━━ Data for this task

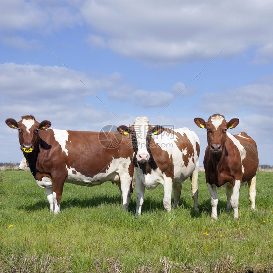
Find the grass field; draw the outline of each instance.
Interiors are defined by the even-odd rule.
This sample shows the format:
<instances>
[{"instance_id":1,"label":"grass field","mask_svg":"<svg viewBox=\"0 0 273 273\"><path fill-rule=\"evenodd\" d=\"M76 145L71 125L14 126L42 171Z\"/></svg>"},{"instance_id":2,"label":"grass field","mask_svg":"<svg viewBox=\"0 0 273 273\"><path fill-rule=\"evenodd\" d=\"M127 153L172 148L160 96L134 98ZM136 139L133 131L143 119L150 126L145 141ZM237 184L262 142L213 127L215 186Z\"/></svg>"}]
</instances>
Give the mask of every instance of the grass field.
<instances>
[{"instance_id":1,"label":"grass field","mask_svg":"<svg viewBox=\"0 0 273 273\"><path fill-rule=\"evenodd\" d=\"M199 213L188 179L176 210L164 210L159 186L146 191L136 217L136 189L124 212L112 183L67 183L55 215L30 172L1 171L0 272L272 272L273 181L273 172L257 174L254 212L248 188L241 189L239 222L225 209L224 189L219 190L219 218L211 221L204 172Z\"/></svg>"}]
</instances>

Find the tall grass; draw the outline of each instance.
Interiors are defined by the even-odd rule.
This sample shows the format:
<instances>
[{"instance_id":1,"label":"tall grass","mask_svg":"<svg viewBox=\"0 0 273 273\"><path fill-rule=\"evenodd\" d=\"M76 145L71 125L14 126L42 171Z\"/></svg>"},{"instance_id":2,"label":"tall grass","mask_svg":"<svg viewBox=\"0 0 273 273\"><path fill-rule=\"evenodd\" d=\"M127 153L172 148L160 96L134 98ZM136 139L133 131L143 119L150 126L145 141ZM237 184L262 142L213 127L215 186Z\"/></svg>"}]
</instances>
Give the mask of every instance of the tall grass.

━━━━

#### [Aim]
Please arrange the lines of the data above as a JSON list of strings, one string per line, leaving out blank lines and the pictures.

#### [Finished task]
[
  "Find the grass field; draw the outline of each instance.",
  "Interiors are defined by the even-odd rule.",
  "This sample shows the format:",
  "<instances>",
  "[{\"instance_id\":1,\"label\":\"grass field\",\"mask_svg\":\"<svg viewBox=\\\"0 0 273 273\\\"><path fill-rule=\\\"evenodd\\\" d=\\\"M76 145L71 125L14 126L42 171Z\\\"/></svg>\"},{\"instance_id\":2,\"label\":\"grass field\",\"mask_svg\":\"<svg viewBox=\\\"0 0 273 273\\\"><path fill-rule=\\\"evenodd\\\" d=\\\"M127 153L172 148L160 96L134 98ZM136 139L133 131L143 119L150 126L145 141ZM237 184L262 142L213 127L215 186Z\\\"/></svg>\"}]",
  "</instances>",
  "Give the mask of every instance of the grass field.",
  "<instances>",
  "[{\"instance_id\":1,\"label\":\"grass field\",\"mask_svg\":\"<svg viewBox=\\\"0 0 273 273\\\"><path fill-rule=\\\"evenodd\\\" d=\\\"M199 213L188 179L176 210L164 210L159 186L146 191L136 217L136 189L124 212L112 183L67 183L55 215L30 172L1 171L0 272L272 272L273 181L273 172L257 174L254 212L248 188L241 189L239 222L225 209L224 189L219 190L219 218L211 221L204 172Z\\\"/></svg>\"}]",
  "</instances>",
  "Find the tall grass; draw the outline of each instance.",
  "Interiors are defined by the even-odd rule.",
  "This sample shows the format:",
  "<instances>",
  "[{\"instance_id\":1,\"label\":\"tall grass\",\"mask_svg\":\"<svg viewBox=\\\"0 0 273 273\\\"><path fill-rule=\\\"evenodd\\\" d=\\\"M76 145L71 125L14 126L42 171Z\\\"/></svg>\"},{\"instance_id\":2,\"label\":\"tall grass\",\"mask_svg\":\"<svg viewBox=\\\"0 0 273 273\\\"><path fill-rule=\\\"evenodd\\\" d=\\\"M127 153L172 148L160 96L134 98ZM136 139L133 131L143 119L150 126L145 141ZM237 184L262 142L213 127L215 186Z\\\"/></svg>\"}]",
  "</instances>",
  "Give the mask of every instance of the tall grass."
]